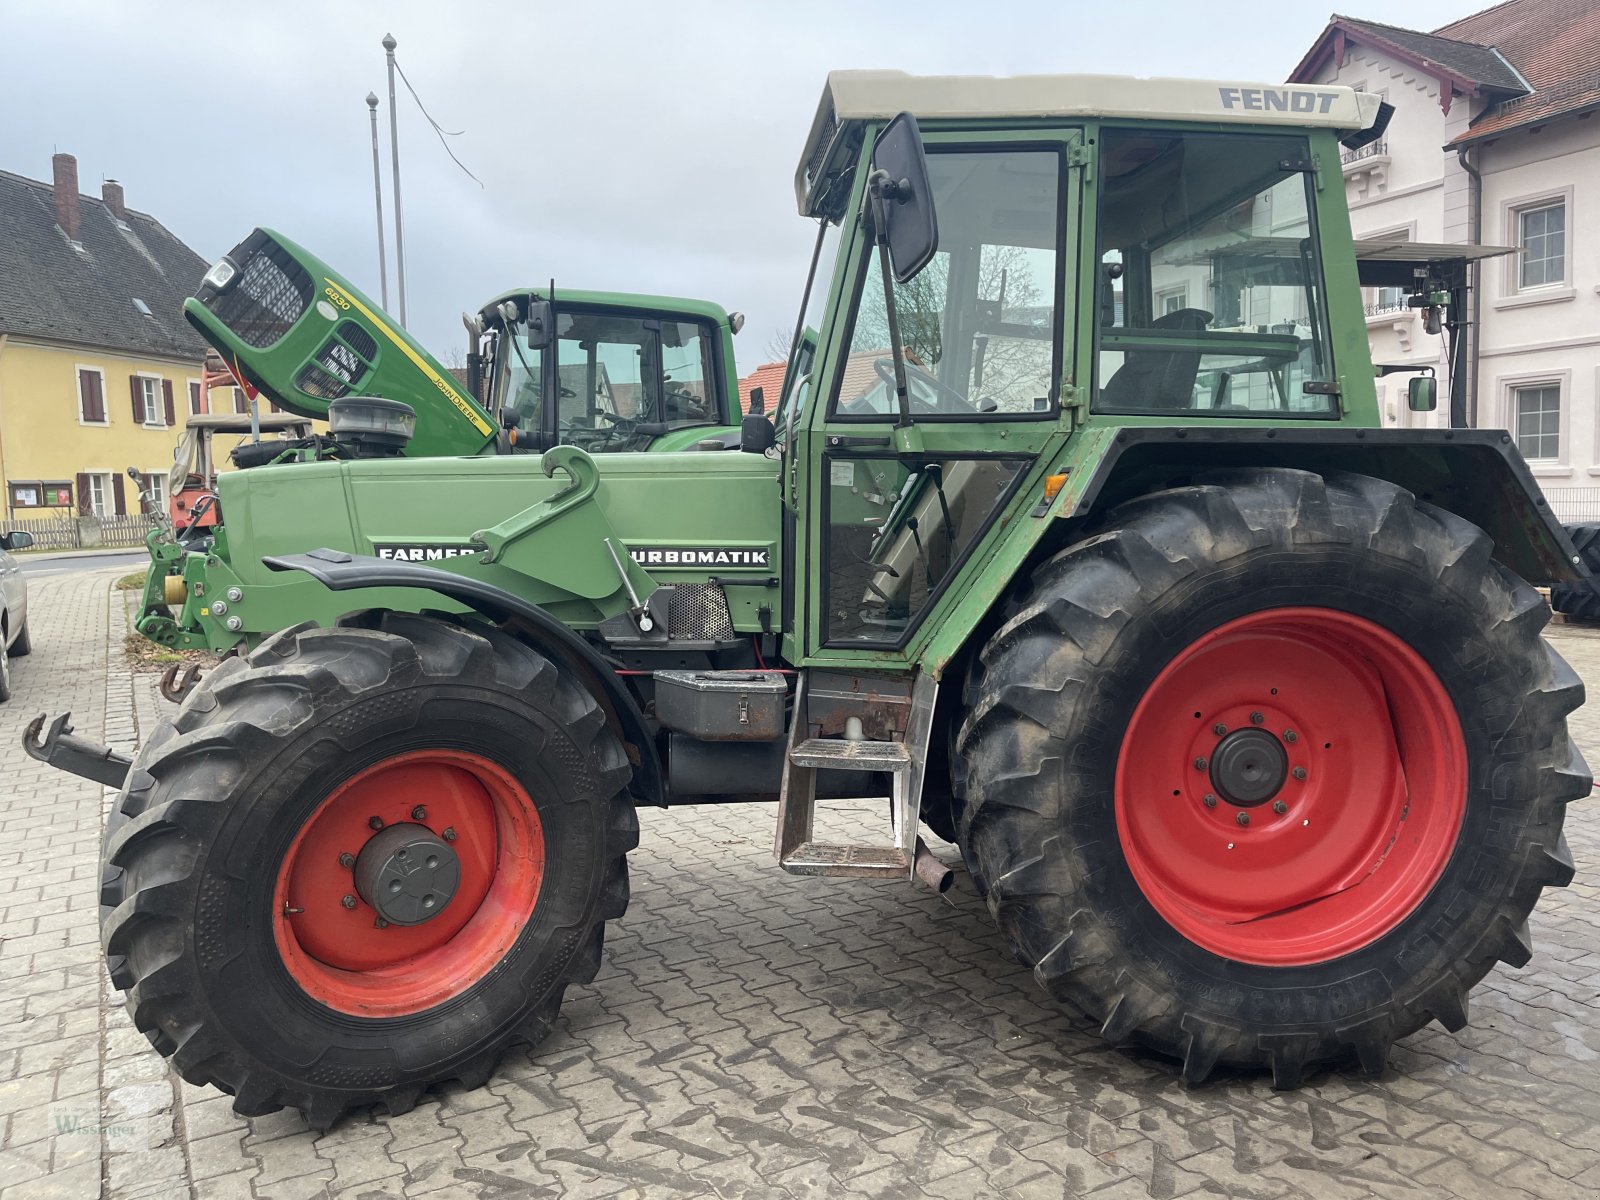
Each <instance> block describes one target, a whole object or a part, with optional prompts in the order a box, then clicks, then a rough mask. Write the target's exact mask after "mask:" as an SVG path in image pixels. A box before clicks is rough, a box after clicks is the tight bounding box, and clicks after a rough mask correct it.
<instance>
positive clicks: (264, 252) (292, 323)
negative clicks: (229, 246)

* * *

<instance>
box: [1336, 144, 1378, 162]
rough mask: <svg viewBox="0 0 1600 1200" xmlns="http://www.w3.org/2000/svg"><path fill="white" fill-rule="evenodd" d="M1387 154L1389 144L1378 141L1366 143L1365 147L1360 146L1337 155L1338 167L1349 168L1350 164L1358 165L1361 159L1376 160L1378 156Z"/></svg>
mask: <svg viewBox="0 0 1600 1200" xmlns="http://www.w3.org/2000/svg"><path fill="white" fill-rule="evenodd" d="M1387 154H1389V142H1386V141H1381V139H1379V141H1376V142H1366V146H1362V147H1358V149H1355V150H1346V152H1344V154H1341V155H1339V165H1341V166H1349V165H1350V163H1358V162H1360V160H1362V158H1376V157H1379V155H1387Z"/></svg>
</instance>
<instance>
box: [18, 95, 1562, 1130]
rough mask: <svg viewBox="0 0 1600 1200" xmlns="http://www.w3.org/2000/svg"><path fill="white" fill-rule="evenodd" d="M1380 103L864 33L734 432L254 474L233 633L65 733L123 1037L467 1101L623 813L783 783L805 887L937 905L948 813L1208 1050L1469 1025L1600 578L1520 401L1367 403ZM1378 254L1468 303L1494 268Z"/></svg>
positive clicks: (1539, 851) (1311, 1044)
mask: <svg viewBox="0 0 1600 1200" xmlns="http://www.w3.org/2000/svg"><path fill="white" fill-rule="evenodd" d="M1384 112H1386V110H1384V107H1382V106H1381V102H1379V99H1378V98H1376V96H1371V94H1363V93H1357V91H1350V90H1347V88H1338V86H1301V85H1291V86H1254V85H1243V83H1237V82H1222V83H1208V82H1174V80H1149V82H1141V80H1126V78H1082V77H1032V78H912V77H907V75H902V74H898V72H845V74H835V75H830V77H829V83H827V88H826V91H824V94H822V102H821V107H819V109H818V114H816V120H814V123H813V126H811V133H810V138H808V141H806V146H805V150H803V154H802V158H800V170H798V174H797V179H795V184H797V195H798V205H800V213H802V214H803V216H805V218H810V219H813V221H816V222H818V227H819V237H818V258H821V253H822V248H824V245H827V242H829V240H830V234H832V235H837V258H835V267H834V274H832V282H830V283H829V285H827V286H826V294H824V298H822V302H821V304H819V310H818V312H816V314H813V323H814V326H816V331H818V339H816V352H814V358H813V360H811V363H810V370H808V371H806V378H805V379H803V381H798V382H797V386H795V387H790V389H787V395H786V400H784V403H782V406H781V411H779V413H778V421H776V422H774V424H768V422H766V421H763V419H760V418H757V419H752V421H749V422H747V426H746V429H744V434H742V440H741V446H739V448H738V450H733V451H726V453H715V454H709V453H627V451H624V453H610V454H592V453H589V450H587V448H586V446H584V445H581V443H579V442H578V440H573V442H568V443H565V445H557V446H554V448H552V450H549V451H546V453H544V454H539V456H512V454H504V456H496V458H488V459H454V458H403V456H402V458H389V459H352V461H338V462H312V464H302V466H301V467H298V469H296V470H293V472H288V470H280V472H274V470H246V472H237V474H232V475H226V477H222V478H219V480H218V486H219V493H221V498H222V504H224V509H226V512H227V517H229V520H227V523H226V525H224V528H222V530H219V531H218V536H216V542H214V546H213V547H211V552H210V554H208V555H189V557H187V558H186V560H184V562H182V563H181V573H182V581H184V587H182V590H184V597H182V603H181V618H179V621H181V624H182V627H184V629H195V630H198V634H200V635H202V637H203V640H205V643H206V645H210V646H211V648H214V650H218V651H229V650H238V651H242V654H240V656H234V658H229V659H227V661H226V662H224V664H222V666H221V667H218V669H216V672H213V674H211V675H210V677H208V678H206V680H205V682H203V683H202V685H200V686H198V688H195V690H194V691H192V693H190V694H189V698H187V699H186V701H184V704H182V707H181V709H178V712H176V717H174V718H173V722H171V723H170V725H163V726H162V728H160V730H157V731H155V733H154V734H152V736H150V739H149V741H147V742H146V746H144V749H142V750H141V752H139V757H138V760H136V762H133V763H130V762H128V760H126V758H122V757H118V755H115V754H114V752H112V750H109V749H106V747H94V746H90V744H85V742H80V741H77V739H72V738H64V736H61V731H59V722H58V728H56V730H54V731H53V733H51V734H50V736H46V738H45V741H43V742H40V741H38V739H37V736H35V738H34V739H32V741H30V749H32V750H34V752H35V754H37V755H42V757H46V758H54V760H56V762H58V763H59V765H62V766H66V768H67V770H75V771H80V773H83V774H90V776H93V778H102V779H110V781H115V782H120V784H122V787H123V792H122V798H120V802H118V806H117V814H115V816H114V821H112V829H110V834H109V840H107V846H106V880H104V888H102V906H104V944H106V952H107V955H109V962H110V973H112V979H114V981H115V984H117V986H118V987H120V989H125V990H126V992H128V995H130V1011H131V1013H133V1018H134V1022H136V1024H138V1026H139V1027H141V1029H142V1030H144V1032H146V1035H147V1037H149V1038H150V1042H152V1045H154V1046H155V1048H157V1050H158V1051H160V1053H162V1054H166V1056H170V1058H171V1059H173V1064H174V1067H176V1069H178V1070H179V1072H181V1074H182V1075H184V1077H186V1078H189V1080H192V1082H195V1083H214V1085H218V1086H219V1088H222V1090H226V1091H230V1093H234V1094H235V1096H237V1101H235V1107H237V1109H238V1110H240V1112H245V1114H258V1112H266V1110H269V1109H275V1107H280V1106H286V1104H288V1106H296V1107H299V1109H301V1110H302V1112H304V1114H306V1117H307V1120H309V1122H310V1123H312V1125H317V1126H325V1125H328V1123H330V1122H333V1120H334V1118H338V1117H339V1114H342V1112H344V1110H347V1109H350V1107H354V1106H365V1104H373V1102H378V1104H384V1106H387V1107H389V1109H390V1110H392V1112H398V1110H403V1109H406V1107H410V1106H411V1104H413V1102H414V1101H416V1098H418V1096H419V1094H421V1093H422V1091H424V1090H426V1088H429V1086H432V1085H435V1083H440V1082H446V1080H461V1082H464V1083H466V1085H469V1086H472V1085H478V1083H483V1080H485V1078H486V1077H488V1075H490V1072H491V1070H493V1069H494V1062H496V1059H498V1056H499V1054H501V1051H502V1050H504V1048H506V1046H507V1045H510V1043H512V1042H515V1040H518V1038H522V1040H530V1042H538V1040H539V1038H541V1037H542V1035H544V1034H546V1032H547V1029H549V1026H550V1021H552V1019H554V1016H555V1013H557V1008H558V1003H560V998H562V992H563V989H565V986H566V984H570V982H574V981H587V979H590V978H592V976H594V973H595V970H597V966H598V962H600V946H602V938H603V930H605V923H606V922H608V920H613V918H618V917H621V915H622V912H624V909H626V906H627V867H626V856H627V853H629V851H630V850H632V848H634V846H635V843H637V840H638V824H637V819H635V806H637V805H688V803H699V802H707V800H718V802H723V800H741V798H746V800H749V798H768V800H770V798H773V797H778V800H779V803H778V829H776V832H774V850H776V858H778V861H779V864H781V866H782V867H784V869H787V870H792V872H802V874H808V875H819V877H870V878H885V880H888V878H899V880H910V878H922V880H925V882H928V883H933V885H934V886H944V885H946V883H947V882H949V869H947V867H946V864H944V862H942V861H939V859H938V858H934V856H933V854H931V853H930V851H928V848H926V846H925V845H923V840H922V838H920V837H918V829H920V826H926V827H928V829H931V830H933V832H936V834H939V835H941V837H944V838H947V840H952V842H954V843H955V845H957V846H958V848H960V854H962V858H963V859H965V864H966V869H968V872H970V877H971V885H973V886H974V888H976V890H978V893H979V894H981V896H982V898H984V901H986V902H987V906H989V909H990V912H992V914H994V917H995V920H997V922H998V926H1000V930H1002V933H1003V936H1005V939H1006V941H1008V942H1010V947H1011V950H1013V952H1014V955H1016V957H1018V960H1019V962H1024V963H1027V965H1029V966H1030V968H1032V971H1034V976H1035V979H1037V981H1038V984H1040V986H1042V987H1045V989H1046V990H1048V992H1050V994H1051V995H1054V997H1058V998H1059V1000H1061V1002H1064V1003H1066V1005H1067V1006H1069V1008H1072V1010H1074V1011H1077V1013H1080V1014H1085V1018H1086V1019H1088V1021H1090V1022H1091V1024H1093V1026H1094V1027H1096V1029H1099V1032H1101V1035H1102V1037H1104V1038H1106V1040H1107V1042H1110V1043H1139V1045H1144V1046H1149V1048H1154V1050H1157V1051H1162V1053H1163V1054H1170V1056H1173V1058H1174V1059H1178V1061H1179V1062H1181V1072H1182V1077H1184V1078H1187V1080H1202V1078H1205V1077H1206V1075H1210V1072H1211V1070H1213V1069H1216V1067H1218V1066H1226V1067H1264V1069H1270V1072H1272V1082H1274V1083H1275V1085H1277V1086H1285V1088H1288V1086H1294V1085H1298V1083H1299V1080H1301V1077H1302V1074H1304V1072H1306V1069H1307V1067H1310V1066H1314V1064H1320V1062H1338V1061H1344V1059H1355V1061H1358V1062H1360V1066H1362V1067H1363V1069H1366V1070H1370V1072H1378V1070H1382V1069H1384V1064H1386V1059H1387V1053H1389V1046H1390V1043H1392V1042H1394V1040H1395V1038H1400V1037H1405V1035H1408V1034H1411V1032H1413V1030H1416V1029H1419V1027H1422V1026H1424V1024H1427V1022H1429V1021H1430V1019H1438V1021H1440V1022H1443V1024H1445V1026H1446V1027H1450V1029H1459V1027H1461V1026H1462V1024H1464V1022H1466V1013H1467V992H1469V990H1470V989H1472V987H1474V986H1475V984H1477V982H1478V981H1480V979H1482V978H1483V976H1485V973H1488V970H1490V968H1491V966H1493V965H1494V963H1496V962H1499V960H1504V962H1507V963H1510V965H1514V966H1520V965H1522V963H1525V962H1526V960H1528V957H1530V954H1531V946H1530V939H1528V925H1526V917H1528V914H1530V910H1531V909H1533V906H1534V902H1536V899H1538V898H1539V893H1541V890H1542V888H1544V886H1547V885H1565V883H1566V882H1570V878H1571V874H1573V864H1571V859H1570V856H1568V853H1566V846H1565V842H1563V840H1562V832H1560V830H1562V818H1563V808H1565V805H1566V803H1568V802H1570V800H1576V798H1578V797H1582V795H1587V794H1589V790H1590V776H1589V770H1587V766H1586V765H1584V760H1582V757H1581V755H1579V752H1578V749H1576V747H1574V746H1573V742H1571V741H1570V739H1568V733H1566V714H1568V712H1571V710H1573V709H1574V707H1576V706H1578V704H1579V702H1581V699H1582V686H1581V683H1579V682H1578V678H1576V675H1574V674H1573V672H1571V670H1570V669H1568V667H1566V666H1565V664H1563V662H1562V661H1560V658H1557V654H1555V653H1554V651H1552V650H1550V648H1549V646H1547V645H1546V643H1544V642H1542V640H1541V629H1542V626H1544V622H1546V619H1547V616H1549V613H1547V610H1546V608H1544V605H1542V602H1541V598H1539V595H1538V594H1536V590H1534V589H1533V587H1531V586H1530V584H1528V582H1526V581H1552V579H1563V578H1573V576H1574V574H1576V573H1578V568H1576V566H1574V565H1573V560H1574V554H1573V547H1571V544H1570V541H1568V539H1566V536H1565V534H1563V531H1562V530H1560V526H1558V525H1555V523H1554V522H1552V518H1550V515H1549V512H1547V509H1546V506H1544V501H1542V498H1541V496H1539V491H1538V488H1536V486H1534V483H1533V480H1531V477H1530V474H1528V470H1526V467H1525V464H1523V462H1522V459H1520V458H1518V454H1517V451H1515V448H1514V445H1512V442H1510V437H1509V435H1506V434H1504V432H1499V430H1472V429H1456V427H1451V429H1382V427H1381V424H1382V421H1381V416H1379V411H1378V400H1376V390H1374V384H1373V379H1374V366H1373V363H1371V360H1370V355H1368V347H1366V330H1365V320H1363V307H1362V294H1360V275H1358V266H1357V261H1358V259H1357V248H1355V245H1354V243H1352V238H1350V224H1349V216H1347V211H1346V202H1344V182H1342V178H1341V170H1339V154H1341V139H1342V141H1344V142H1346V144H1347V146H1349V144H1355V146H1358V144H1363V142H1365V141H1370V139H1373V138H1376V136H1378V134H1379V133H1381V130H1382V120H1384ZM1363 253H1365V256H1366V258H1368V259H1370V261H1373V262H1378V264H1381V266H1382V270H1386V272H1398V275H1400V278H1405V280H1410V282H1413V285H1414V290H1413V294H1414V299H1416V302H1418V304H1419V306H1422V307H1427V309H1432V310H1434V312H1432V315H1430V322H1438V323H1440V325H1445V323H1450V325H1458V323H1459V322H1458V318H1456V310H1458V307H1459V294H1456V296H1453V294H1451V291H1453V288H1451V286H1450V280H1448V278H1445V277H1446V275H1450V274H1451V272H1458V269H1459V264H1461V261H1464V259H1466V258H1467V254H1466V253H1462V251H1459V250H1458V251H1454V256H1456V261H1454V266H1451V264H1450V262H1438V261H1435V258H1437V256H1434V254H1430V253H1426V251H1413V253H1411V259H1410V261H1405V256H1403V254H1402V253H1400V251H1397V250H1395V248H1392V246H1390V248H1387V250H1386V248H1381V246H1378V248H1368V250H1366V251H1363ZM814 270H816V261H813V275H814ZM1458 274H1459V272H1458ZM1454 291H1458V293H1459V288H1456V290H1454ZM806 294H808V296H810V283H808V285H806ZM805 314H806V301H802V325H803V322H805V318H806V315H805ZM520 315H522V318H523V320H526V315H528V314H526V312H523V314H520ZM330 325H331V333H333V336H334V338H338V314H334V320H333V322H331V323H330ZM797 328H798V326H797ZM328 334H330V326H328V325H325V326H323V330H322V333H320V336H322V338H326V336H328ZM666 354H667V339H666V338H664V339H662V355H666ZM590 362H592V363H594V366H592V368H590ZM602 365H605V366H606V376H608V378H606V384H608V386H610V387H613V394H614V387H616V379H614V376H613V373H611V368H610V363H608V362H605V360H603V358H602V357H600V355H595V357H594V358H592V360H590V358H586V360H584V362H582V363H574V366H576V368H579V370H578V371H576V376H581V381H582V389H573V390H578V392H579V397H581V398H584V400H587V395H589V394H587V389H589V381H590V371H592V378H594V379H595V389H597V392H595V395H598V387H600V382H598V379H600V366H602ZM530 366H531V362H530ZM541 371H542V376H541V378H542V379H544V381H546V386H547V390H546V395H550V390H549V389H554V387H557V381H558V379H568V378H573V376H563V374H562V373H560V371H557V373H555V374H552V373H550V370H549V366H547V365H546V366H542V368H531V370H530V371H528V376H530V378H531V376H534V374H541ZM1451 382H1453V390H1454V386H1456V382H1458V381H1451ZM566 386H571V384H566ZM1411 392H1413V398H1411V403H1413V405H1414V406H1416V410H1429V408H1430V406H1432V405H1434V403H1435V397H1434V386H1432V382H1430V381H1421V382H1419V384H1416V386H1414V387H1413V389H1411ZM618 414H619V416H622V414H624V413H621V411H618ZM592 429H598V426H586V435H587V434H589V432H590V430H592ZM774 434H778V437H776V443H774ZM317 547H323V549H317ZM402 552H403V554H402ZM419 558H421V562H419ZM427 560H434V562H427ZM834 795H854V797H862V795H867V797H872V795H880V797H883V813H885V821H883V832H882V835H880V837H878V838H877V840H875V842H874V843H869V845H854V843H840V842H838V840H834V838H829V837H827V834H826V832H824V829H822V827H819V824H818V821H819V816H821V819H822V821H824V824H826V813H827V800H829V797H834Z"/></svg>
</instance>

* * *

» Task directions:
How many lines in the records contain the string "positive"? Reply with the number only.

» Task solution:
2